### Document excerpt

# Personal loans to friends



## Angela Stark (Oct 31, 2009)

On the news a couple of years ago, in BC, they said that if you are NOT an financial institution, it was illegal to charge interest on any money that you have lent out. This would fall under the Loan Shark Law. 

Now I live in Alberta. And apparently it is ok in Alberta to charge interest if you are not a financial institution. Is this true? Would this law not be federal instead of provincial? And is it ok to charge interest if I am NOT a financial institution? And if it is ok, then would I not then be branded as a Loan Shark? Is that NOT the definition of a Loan Shark?


----------



## OhGreatGuru (May 24, 2009)

Look up dictionary definitions of loan shark. They charge exhorbitant rates of interest, and use coercion or physical threats to enforce payment.

I think your memory about that program must be faulty. Most civilized countries have laws against usury, which is charging exorbitant rates of interest. But I can't think of any jurisdiction in Canada that prohibits personal loans at reasonable interest rates.


----------



## Rickson9 (Apr 9, 2009)

Hard money lenders wouldn't exist if this were true.


----------



## 83gemini (Apr 4, 2009)

I'm not in a law library at the moment,* but I am not convinced the provinces are empowered to do this because of Federal jurisdiction over interest. The reality is a bit more complex then this (i.e. the provinces regulate payday lending). Suffice it to say I doubt you have a problem.

*I am not a lawyer.


----------



## Berubeland (Sep 6, 2009)

Usury is charging interest over 60%. If you charge 59% you are fine.

### Instructions
a - In the forum thread on personal loans to friends, what interest rate does Berubeland give as the threshold for usury?
b - Write the next part of the forum thread on personal loans to friends, picking up after its last post.

### Record list
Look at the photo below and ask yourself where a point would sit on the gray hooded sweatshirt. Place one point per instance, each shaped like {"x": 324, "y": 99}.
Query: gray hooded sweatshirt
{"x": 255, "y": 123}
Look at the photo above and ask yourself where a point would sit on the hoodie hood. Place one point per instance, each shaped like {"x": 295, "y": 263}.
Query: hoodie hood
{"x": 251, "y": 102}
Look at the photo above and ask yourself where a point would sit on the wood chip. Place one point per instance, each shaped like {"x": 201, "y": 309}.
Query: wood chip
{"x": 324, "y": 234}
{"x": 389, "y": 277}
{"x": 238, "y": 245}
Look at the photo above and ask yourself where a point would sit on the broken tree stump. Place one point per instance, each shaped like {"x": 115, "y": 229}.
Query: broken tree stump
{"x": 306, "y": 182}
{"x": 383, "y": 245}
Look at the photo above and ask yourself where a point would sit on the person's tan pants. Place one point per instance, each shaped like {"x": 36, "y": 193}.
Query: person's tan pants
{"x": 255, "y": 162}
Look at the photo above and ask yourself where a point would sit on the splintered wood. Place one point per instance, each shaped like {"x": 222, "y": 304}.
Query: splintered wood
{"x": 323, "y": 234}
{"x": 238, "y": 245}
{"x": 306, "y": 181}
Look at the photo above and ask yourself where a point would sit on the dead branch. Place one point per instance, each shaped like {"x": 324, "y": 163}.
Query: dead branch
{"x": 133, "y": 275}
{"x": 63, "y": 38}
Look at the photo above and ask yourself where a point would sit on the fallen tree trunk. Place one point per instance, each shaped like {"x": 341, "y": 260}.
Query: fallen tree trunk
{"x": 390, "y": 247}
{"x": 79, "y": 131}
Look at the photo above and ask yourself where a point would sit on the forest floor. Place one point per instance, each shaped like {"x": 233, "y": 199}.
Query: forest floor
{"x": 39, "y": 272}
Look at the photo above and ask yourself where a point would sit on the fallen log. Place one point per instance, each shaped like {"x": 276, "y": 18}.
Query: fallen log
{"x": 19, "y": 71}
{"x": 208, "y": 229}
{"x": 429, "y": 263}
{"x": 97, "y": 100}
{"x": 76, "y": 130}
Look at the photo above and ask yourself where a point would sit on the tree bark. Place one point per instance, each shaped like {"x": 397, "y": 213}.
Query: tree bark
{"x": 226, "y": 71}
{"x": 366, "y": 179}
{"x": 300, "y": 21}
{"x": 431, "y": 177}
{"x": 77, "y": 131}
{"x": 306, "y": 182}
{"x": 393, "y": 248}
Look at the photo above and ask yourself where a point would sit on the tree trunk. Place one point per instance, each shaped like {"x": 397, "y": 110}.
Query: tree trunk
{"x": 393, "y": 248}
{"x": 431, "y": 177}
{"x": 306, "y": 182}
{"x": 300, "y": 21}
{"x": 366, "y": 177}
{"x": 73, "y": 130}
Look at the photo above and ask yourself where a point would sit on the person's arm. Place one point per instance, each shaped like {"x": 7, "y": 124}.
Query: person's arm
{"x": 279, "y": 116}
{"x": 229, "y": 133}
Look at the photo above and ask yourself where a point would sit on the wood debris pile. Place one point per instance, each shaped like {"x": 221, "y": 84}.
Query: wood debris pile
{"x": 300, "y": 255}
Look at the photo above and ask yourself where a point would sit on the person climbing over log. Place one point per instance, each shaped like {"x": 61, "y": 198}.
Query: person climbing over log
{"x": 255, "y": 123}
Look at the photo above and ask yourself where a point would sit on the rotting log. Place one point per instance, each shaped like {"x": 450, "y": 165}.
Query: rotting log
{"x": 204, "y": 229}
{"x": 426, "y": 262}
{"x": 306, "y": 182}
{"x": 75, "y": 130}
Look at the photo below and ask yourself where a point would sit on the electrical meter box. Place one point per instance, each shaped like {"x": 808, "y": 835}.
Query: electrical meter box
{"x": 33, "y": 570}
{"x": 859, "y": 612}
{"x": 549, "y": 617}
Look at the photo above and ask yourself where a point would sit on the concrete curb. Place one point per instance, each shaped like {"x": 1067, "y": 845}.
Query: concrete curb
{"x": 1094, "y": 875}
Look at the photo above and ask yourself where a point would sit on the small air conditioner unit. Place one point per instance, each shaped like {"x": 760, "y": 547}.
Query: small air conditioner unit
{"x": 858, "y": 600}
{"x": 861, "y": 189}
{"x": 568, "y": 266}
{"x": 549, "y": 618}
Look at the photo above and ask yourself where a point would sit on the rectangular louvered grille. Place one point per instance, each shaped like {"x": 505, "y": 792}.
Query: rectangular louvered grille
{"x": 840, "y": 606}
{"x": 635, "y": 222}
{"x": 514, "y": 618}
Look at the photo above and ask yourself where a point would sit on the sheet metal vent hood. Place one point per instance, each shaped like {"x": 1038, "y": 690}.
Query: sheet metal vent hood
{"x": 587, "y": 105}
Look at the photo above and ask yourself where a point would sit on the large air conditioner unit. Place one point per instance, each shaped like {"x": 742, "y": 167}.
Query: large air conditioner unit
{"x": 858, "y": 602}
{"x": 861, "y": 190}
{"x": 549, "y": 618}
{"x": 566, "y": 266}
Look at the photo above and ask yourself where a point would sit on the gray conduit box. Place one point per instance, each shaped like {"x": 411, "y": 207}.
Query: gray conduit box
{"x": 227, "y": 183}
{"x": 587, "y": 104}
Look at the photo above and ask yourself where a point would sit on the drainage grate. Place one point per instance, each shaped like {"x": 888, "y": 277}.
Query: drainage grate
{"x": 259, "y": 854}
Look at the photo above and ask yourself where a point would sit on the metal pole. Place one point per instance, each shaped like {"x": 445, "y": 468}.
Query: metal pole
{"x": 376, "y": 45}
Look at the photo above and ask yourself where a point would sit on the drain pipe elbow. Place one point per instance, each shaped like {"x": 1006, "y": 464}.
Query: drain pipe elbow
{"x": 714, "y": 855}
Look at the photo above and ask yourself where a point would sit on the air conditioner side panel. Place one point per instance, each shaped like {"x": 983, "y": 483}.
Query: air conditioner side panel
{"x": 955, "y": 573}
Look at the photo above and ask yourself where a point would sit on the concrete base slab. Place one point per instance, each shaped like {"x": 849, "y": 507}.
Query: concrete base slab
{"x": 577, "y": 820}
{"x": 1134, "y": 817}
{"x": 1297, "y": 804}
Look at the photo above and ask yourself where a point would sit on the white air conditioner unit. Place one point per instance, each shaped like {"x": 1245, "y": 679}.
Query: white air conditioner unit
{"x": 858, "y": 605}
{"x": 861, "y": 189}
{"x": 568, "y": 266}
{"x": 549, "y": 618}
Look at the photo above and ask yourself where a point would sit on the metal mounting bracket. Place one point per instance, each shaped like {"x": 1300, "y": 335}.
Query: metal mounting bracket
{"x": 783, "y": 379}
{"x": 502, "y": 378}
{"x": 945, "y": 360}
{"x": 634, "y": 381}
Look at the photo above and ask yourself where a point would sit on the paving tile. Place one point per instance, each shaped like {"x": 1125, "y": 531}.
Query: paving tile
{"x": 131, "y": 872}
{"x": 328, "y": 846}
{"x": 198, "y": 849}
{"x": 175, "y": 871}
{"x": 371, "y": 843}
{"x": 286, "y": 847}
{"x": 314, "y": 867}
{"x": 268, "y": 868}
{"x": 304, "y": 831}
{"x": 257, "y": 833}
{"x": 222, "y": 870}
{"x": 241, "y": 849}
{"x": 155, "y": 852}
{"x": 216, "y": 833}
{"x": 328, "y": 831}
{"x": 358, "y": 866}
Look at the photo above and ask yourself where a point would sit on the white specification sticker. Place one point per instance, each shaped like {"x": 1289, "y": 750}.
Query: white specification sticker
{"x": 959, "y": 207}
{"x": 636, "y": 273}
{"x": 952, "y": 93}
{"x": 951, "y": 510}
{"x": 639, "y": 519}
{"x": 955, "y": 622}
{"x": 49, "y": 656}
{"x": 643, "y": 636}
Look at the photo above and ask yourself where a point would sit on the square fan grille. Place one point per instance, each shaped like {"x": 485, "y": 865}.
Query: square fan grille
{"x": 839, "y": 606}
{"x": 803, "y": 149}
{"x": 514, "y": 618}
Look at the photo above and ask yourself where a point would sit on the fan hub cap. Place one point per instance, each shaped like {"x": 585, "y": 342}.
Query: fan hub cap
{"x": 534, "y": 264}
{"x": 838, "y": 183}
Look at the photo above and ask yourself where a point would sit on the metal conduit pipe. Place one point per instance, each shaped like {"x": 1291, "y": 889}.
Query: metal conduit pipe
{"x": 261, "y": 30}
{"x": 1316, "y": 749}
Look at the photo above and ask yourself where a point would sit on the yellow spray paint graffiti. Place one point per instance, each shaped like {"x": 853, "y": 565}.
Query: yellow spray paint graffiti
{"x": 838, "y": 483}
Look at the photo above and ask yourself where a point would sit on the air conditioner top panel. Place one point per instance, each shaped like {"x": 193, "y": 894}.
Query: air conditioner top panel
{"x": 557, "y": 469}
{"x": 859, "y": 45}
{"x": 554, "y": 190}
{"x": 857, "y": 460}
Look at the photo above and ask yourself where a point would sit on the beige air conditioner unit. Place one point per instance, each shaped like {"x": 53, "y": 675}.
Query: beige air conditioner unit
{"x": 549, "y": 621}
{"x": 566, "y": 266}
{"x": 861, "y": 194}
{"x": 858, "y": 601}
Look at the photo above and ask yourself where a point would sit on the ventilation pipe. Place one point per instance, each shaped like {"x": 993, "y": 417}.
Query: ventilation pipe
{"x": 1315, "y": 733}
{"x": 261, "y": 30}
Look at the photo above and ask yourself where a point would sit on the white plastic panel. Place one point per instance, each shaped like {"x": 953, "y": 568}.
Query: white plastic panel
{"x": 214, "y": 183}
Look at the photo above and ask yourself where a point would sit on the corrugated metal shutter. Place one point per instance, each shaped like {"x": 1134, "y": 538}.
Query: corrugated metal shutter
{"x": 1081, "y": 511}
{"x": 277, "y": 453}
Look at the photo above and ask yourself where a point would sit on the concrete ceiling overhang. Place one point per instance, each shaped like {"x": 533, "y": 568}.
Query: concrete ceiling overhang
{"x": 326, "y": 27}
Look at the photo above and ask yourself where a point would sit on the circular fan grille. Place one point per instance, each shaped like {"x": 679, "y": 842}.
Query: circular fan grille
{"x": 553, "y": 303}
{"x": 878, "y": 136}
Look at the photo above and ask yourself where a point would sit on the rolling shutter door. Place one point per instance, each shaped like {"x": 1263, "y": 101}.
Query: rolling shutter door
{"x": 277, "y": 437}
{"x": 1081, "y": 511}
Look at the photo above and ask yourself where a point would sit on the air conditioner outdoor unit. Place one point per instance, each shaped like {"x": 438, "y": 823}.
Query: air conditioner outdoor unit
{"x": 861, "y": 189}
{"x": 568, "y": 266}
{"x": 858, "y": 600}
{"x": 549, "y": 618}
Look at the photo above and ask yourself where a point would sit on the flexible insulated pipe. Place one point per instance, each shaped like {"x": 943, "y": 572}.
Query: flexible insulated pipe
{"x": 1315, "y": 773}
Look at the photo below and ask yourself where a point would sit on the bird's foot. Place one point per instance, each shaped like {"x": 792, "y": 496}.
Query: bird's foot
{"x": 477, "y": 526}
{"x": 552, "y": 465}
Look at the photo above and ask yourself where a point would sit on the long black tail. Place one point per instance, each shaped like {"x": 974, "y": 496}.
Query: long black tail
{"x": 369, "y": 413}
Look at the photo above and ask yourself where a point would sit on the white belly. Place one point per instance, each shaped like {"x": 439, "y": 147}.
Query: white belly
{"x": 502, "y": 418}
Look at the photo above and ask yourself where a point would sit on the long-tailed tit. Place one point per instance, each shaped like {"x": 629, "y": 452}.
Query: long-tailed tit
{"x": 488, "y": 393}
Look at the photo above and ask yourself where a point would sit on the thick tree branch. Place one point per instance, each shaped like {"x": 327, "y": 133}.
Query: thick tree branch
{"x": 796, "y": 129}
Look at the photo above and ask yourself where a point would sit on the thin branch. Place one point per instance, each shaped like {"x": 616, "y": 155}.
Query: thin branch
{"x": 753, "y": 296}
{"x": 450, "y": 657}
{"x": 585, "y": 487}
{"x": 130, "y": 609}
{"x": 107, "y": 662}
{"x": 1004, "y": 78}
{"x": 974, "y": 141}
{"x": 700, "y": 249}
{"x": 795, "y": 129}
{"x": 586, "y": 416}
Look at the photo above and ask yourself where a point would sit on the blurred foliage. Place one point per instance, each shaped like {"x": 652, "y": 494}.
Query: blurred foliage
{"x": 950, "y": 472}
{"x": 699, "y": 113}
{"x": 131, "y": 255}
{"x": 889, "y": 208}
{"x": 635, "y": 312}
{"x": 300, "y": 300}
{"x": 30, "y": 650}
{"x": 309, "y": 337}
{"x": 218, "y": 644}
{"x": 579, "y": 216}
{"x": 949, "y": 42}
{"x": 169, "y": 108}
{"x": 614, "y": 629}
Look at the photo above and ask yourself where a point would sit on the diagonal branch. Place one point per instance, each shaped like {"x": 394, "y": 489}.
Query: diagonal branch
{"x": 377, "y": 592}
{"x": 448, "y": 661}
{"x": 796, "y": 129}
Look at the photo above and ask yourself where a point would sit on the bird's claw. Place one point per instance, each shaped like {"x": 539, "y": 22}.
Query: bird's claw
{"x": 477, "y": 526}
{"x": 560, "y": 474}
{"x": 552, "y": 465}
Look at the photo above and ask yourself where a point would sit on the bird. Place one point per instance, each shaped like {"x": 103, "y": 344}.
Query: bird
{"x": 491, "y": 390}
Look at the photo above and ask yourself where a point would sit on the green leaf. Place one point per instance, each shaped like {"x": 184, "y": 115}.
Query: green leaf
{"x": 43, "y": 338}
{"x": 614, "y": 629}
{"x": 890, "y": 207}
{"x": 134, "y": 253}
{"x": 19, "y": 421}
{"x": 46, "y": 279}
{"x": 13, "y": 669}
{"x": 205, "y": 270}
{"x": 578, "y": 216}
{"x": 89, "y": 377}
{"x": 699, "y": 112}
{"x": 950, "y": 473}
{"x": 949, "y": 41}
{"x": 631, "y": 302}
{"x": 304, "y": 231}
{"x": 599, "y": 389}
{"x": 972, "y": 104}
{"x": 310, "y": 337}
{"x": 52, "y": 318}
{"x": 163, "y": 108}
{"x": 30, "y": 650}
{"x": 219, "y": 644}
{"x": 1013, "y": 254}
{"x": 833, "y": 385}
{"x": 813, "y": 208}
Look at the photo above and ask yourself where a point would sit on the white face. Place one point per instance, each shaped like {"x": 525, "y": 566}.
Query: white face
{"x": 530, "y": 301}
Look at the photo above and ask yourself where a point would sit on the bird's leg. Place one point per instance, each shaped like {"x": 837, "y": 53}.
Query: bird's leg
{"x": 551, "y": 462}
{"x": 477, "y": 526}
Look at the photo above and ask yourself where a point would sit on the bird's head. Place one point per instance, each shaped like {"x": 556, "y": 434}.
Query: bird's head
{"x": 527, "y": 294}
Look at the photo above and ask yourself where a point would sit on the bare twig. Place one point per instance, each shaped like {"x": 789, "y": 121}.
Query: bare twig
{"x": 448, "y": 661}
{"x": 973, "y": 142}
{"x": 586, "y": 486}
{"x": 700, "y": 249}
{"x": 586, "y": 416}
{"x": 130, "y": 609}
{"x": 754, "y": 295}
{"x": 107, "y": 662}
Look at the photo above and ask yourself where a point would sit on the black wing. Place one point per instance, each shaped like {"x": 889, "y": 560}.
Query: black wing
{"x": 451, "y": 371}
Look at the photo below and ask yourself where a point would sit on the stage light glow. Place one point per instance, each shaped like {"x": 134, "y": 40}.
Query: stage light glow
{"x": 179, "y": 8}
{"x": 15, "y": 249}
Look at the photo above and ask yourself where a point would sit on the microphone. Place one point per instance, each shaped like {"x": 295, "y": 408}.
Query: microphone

### In response
a - Charging interest over 60%.

b -
----------



## remin12 (Nov 5, 2009)

Depends how much you plan to charge, but having heard what extremes loan sharks go to, i don't think you'd treat your friend that way.


----------



## ThickenMyWallet (May 20, 2009)

Starting Nov. 1, you have to be a registered payday loan corporation in B.C. to be in the business of payday loans and then there are restrictions on how much interest you can charge. I suspect that is what the reporter was saying.

Criminal rates of interest are federal jurisdiction but the regulation of pay day loans and the registration of secured loans between persons is provincial jurisdiction.


----------



## iherald (Apr 18, 2009)

Berubeland said:


> Usury is charging interest over 60%. If you charge 59% you are fine.


This is correct. If you charge 60% you are breaching the Criminal Code of Canada. Don't forget if you do charge interest to declare it on your income tax!


----------



## tom_ford (Oct 29, 2009)

Where I came from, it is very common for ordinary people to have a small money-lending enterprise. We call it 5-6. You borrow 5k, you pay me 6k.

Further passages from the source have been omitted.